**Work required**. Please set down the entries below once more, exactly.

**Data for review**.
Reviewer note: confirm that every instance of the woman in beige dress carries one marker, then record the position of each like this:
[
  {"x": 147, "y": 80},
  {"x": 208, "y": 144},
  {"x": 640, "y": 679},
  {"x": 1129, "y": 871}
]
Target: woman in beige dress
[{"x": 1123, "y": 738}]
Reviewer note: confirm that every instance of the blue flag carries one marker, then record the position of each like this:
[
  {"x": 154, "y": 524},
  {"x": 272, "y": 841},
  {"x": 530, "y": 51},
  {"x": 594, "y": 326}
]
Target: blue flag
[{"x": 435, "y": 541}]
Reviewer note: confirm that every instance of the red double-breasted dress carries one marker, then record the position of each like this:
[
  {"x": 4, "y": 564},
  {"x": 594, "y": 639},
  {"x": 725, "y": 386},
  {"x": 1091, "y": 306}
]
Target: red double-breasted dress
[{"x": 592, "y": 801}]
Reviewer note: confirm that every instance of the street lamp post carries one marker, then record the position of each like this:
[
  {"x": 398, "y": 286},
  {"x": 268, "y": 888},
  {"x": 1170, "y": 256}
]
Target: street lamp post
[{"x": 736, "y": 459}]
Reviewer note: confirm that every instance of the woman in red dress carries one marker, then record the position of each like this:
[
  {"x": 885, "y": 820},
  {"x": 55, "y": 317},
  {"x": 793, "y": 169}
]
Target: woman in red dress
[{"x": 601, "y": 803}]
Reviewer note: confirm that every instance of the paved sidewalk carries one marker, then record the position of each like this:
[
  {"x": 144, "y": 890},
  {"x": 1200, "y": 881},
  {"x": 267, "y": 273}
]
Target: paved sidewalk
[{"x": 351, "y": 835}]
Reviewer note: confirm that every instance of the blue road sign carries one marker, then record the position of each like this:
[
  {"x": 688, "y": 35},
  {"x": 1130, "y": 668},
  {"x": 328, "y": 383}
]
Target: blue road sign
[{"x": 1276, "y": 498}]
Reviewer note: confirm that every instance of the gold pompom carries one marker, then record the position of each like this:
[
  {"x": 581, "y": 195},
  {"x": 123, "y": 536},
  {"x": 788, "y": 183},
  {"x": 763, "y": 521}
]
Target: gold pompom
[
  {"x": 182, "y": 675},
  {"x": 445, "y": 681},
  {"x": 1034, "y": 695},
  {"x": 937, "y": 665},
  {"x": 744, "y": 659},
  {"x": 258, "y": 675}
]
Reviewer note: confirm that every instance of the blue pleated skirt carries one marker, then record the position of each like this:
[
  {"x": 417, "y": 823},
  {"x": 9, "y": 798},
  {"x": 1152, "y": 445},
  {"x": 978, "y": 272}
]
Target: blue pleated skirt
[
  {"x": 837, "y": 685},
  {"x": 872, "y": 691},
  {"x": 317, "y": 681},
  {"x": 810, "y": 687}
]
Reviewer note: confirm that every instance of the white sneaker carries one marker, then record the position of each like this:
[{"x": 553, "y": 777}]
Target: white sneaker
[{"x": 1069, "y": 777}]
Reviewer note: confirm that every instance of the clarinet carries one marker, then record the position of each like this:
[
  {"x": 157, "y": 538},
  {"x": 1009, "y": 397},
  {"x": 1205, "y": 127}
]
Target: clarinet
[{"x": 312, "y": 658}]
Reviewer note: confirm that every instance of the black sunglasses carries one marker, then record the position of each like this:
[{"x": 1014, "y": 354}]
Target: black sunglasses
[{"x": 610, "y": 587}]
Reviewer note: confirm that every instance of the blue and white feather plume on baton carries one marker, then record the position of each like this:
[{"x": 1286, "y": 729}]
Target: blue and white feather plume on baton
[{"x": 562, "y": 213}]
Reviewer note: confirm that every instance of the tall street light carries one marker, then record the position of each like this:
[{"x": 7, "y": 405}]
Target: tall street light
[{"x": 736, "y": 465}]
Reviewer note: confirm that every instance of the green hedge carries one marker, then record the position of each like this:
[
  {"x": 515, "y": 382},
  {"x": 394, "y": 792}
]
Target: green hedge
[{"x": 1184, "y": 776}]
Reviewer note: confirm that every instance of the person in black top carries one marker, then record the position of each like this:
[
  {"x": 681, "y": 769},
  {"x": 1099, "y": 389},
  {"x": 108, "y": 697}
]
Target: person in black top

**Output of the exercise**.
Reviewer note: confirm that every instance of the woman in beige dress carries one marker, then record the position of each like this:
[
  {"x": 147, "y": 80},
  {"x": 208, "y": 144},
  {"x": 640, "y": 679},
  {"x": 1129, "y": 871}
]
Target: woman in beige dress
[{"x": 1123, "y": 738}]
Reviewer note: confirm that every instance of the blue flag carries one marker, then record the position of each like this:
[
  {"x": 154, "y": 524},
  {"x": 272, "y": 841},
  {"x": 530, "y": 51},
  {"x": 594, "y": 326}
]
Target: blue flag
[{"x": 435, "y": 541}]
Reviewer note: confirm that every instance of the red double-breasted dress carries one marker, then record the position of each like this:
[
  {"x": 4, "y": 564},
  {"x": 594, "y": 639},
  {"x": 725, "y": 386},
  {"x": 1091, "y": 306}
]
Target: red double-breasted dress
[{"x": 592, "y": 801}]
Reviewer note: confirm that every instance of the street lamp post carries one marker, then record the position of each like this:
[
  {"x": 398, "y": 286},
  {"x": 268, "y": 888},
  {"x": 1170, "y": 256}
]
Target: street lamp post
[{"x": 736, "y": 459}]
Reviewer note: confirm that every instance of the woman in red dress carries one marker, then record the position of each like this:
[
  {"x": 885, "y": 820},
  {"x": 55, "y": 317},
  {"x": 793, "y": 169}
]
Target: woman in red dress
[{"x": 601, "y": 803}]
Reviewer note: confirm that every instance of the paved sidewalk carries one marker, then record the position of each like this:
[
  {"x": 144, "y": 890},
  {"x": 1200, "y": 881},
  {"x": 267, "y": 273}
]
Target: paved sidewalk
[{"x": 351, "y": 835}]
Reviewer note: confirm that every instance of the blue road sign carries one marker, then record the position of each like this:
[
  {"x": 688, "y": 35},
  {"x": 1130, "y": 668},
  {"x": 328, "y": 383}
]
Target: blue road sign
[{"x": 1276, "y": 498}]
Reviewer note: confirm that every instance of the gold pompom carries one marker, then record the position of each like this:
[
  {"x": 581, "y": 195},
  {"x": 123, "y": 536},
  {"x": 788, "y": 183},
  {"x": 763, "y": 521}
]
Target: gold pompom
[
  {"x": 182, "y": 675},
  {"x": 445, "y": 681},
  {"x": 1034, "y": 695},
  {"x": 937, "y": 665},
  {"x": 744, "y": 659},
  {"x": 258, "y": 675}
]
Reviewer note: confirm that every instance of the blue pleated skirt carries one marker, then record the position of each like this:
[
  {"x": 417, "y": 823},
  {"x": 9, "y": 798},
  {"x": 1152, "y": 445},
  {"x": 978, "y": 272}
]
Target: blue pleated skirt
[
  {"x": 837, "y": 685},
  {"x": 872, "y": 691},
  {"x": 317, "y": 681},
  {"x": 810, "y": 687}
]
Reviewer note: confirm that every instance of the white sneaker carries one marker, then record the position of each like this:
[{"x": 553, "y": 777}]
Target: white sneaker
[{"x": 1069, "y": 777}]
Reviewer note: confirm that every instance of the clarinet carries one marker, then record the position of each like this:
[
  {"x": 157, "y": 538},
  {"x": 1009, "y": 397},
  {"x": 1205, "y": 127}
]
Target: clarinet
[{"x": 312, "y": 658}]
Reviewer note: confirm that every instance of the black sunglasses carries one marker, then record the position of each like this:
[{"x": 1014, "y": 354}]
Target: black sunglasses
[{"x": 610, "y": 587}]
Reviewer note: confirm that every instance of the blue and white feather plume on baton carries one marker, then record the position of each like this:
[{"x": 1286, "y": 729}]
Target: blue and white feather plume on baton
[{"x": 562, "y": 213}]
Reviewer note: confirm that every instance of the tall street light carries one marker, then record the position of each like this:
[{"x": 7, "y": 405}]
Target: tall street light
[{"x": 736, "y": 465}]
Reviewer note: confirm that every instance of the green hedge carries one marker, then record the position of each like this:
[
  {"x": 515, "y": 382},
  {"x": 394, "y": 792}
]
Target: green hedge
[{"x": 1184, "y": 776}]
Reviewer note: confirm that every instance of the person in black top carries one marker, then record the position of each like this:
[
  {"x": 681, "y": 769},
  {"x": 1099, "y": 389},
  {"x": 108, "y": 697}
]
Target: person in black top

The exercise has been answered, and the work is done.